> _AIM OF THE EXERCISE_:
Copy out the entries below precisely; nothing is to be omitted.

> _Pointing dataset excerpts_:

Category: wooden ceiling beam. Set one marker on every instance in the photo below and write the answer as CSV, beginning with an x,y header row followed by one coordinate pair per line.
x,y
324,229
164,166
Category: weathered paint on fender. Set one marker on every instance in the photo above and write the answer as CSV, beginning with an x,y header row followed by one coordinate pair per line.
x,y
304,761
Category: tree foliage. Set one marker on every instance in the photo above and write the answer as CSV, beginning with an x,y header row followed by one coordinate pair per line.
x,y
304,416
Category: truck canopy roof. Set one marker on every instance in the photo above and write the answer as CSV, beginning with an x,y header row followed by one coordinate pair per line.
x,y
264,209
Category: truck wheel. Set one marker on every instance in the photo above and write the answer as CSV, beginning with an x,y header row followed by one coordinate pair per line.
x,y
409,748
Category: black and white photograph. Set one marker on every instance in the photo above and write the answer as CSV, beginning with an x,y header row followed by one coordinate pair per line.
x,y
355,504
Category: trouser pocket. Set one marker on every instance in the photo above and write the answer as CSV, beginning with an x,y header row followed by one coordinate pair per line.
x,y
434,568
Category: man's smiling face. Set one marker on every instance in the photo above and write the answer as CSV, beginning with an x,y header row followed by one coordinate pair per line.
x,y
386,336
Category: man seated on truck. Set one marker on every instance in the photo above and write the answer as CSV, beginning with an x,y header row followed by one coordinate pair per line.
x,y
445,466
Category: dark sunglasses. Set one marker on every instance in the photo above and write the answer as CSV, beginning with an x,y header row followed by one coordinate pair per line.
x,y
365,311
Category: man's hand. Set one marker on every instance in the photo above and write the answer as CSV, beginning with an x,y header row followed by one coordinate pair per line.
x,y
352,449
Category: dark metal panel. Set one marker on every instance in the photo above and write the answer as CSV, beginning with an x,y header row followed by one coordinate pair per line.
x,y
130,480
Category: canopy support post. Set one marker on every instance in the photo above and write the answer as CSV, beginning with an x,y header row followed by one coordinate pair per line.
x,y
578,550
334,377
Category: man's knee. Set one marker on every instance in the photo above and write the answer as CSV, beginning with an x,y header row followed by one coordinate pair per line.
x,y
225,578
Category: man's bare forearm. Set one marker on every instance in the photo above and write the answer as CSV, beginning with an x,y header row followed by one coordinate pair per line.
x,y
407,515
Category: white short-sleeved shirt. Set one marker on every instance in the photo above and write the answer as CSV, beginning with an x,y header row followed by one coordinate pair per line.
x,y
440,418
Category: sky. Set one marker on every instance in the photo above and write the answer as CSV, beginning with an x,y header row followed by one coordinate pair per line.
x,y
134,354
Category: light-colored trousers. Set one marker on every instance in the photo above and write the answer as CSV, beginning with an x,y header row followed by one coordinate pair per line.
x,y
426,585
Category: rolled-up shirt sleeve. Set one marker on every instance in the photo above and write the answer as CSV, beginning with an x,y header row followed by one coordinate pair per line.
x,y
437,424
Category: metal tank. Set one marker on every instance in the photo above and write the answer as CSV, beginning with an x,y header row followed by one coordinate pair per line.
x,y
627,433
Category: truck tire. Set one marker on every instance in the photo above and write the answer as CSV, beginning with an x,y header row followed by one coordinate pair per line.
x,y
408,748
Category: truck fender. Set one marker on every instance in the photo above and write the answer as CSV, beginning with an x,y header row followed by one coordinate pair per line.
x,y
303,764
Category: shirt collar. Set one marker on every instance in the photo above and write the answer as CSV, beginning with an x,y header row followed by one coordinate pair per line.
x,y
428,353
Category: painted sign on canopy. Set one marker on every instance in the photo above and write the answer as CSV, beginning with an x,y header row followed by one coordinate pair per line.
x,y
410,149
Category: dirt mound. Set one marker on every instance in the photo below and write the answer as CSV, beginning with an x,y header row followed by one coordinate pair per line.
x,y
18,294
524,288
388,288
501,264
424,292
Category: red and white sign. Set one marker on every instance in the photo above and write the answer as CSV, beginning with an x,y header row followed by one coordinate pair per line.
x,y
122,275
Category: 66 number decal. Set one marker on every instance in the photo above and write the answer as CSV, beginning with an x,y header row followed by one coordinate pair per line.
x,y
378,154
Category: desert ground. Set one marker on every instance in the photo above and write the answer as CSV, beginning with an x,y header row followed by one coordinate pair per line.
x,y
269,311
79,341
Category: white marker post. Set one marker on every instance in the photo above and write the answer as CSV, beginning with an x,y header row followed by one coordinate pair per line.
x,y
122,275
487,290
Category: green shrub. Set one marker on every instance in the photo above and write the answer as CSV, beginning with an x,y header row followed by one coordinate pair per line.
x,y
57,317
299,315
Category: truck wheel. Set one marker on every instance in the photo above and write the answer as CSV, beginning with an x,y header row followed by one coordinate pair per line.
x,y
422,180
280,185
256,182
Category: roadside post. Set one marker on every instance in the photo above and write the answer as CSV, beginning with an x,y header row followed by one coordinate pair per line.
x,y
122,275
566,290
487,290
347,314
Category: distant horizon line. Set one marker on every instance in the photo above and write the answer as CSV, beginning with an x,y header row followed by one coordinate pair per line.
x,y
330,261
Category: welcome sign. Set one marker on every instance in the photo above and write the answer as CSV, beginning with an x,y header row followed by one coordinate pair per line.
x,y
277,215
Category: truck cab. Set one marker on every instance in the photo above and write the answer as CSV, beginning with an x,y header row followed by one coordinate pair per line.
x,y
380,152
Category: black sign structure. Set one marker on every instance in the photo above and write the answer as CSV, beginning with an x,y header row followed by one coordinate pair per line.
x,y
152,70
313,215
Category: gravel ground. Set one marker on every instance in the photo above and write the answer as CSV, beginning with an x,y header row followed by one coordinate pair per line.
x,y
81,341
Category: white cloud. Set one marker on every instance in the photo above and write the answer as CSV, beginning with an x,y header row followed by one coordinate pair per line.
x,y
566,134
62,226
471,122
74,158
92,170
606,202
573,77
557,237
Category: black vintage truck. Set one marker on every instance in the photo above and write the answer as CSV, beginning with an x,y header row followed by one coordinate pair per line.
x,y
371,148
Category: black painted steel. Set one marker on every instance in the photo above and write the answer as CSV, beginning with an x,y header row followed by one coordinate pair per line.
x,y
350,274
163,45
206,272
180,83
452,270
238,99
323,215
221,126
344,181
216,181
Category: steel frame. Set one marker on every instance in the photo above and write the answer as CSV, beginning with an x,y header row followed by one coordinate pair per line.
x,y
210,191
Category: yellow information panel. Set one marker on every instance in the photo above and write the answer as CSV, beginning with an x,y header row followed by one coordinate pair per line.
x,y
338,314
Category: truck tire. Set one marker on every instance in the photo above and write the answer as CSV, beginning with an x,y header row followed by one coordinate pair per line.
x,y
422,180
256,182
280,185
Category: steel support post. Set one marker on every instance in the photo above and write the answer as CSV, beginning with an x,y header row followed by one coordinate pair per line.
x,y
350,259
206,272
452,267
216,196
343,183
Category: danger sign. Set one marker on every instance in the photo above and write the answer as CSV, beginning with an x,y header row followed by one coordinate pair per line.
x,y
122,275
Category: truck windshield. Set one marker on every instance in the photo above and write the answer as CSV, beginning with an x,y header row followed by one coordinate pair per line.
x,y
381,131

> _EXERCISE RESULT_:
Category: wooden ceiling beam. Set one marker on every instance in the photo below and write the answer as CSV, beginning with an x,y header row followed by one coordinate pair per line.
x,y
324,229
164,166
Category: weathered paint on fender. Set one marker on every instance in the photo above and write the answer as CSV, beginning with an x,y header row followed by one coordinate pair per line.
x,y
304,761
Category: tree foliage. Set one marker on every instance in the photo above and write the answer as CSV, beginning with an x,y header row followed by one coordinate pair per line.
x,y
304,416
Category: truck canopy roof. Set one marker on every instance in the photo above and write the answer as CSV, beginning with an x,y header row followed by one coordinate pair per line.
x,y
264,209
Category: truck wheel. Set one marker on every instance in the photo above and write the answer as CSV, beginning with an x,y header row followed by one coordinate pair per line.
x,y
409,748
Category: black and white photograph. Set one marker on every instance in the photo above and write the answer as CSV, beginning with an x,y header row followed by one coordinate pair per line.
x,y
355,504
Category: trouser pocket. Set one marker on every instance in the photo above and write the answer as CSV, beginning with an x,y header row followed by one coordinate pair per line.
x,y
434,568
Category: man's smiling face. Set one marker on every instance in the photo above and write the answer as CSV, beginning with an x,y header row followed by one coordinate pair per line.
x,y
386,336
Category: man seated on truck. Set one marker on every instance in the photo above and write the answer as CSV, beginning with an x,y header row followed by one coordinate pair per line.
x,y
445,466
Category: dark sunglasses. Set one marker on every instance in the photo above and write the answer as CSV, beginning with an x,y header row followed by one coordinate pair per line.
x,y
365,311
Category: man's hand. Set one marker on every instance in the photo above and write the answer as CSV, beginning with an x,y header row followed by one coordinate pair per line.
x,y
352,449
Category: dark metal panel. Set one marker on every instance in the photo above and write the answer as CSV, beginning with an x,y header row followed by one coordinate pair per line.
x,y
130,480
Category: canopy support post. Set one marker on every instance in the photo above and write the answer as CSV, beginning with an x,y header row followed by one coordinate pair per line.
x,y
578,550
334,377
Category: man's knee. Set one marker on every instance in the photo above and write the answer as CSV, beginning with an x,y header row followed by one coordinate pair per line.
x,y
225,578
Category: man's bare forearm. Set one marker on every instance in the photo above and write the answer as CSV, beginning with an x,y header row followed by one coordinate pair per line.
x,y
407,515
Category: white short-sleeved shirt. Set one marker on every instance in the photo above and write the answer as CSV, beginning with an x,y header row followed by one coordinate pair per line.
x,y
440,418
Category: sky. Set one marker on every instance in the photo above and write the answer as CSV, beginning with an x,y header row followed by one coordinate pair per line.
x,y
134,354
Category: light-colored trousers. Set one marker on every instance in the photo above and write the answer as CSV, beginning with an x,y header row followed by one coordinate pair per line.
x,y
426,585
Category: rolled-up shirt sleeve. Set one marker on every instance in the photo above and write the answer as CSV, beginning with an x,y header row followed by one coordinate pair per line.
x,y
437,424
Category: metal tank. Set one marker on every instance in the photo above and write the answer as CSV, beginning with an x,y header row followed by one coordinate pair per line.
x,y
627,433
Category: truck tire. Set one marker on every instance in the photo above and write the answer as CSV, beginning with an x,y header row followed by one coordinate pair per line.
x,y
408,748
Category: truck fender. Set one marker on every instance in the photo above and write the answer as CSV, beginning with an x,y header row followed by one coordinate pair per line.
x,y
303,764
Category: shirt collar. Set one marker on every instance in the photo above and write the answer as CSV, beginning with an x,y header row followed by one coordinate pair per line.
x,y
428,353
Category: painted sign on canopy. Set one marker on every instance in the photo above and write the answer as CSV, beginning with an x,y header row followed by one coordinate pair per line.
x,y
410,149
Category: dirt mound. Set one marker on every instance in the photo below and write the answer as CSV, beginning with an x,y header row followed by one coordinate pair per line.
x,y
18,294
524,288
388,288
501,264
424,292
Category: red and white sign. Set one marker on every instance in the photo above and write the answer as CSV, beginning with an x,y header row followed by one coordinate pair per line.
x,y
122,275
Category: 66 number decal. Set one marker on every instance in the photo above and write the answer as CSV, beginning with an x,y header row followed by one coordinate pair per line.
x,y
378,154
Category: desert ground. Set one marker on every instance in the photo above and write the answer as CSV, beginning with an x,y header row followed by one coordinate pair per line.
x,y
269,311
79,341
Category: white marker post. Set one marker on every instance in the photo above and write the answer as CSV, beginning with an x,y header row followed by one coordinate pair per line.
x,y
122,275
487,290
Category: green shrub. Set one marker on every instance in the photo above and write the answer as CSV, beginning with an x,y header row followed by one coordinate pair per line.
x,y
57,317
299,315
Category: truck wheel. Set one marker on every instance in the photo above and write the answer as CSV, beginning with an x,y header row followed by one coordinate pair per line.
x,y
422,180
280,185
256,182
Category: roadside post. Set one marker on every instance in the photo above and write the answer as CSV, beginning with an x,y header row followed by one coordinate pair per line.
x,y
122,275
566,290
487,290
347,314
Category: distant horizon line. Set one marker on every instance in the photo above and write the answer as CSV, beginning with an x,y header row followed by one coordinate pair per line.
x,y
330,261
Category: welcome sign. Set one marker on every instance in the photo above and write the answer as CSV, beginning with an x,y header row followed by one coordinate pair per line.
x,y
277,215
Category: truck cab. Set one marker on every instance in the photo above and write the answer as CSV, beginning with an x,y header row followed by one coordinate pair per line.
x,y
380,152
Category: black sign structure. Set one marker on every instance in the photo above and write the answer as CSV, beginning with an x,y header row followed by one coordinate pair per line.
x,y
152,70
313,215
Category: gravel ground. Set one marker on every instance in the photo above and write the answer as CSV, beginning with an x,y header row followed by one coordinate pair per line.
x,y
81,341
Category: white cloud. Set one marker on every instance in the photo above and write the answer as CSV, beginning with an x,y header row followed by one coordinate pair per line.
x,y
566,134
62,226
471,122
74,158
92,170
606,202
573,77
557,237
Category: black vintage truck. Set one marker on every instance in the photo above and write the answer as CSV, beginning with an x,y header row followed by one coordinate pair per line.
x,y
371,148
Category: black painted steel. Set one marker on every instance in the photo above and write the answer as CSV, beginning with an x,y header row followed by one coordinate pair per line.
x,y
350,274
163,45
206,272
180,83
452,270
238,99
323,215
221,126
344,181
216,181
Category: steel frame. Set one marker on every instance in the photo above and write the answer as CSV, beginning with an x,y header row followed by one coordinate pair per line.
x,y
210,191
Category: yellow information panel. Set one marker on every instance in the photo above and write the answer as CSV, beginning with an x,y header row followed by one coordinate pair per line.
x,y
338,314
Category: truck tire. Set one marker on every instance in the photo above and write the answer as CSV, beginning with an x,y header row followed by one coordinate pair per line.
x,y
422,180
256,182
280,185
Category: steel support post. Set one marker on every instance in the photo above and write the answer as CSV, beginning with an x,y header row followed by one coordinate pair per line.
x,y
350,259
206,272
452,267
216,196
343,183
Category: danger sign. Set one marker on every instance in the photo above and write the answer as CSV, beginning with an x,y header row followed by one coordinate pair per line.
x,y
122,275
Category: truck windshield. Set one marker on every instance in the photo above and write the answer as CSV, beginning with an x,y header row followed by one coordinate pair per line.
x,y
381,131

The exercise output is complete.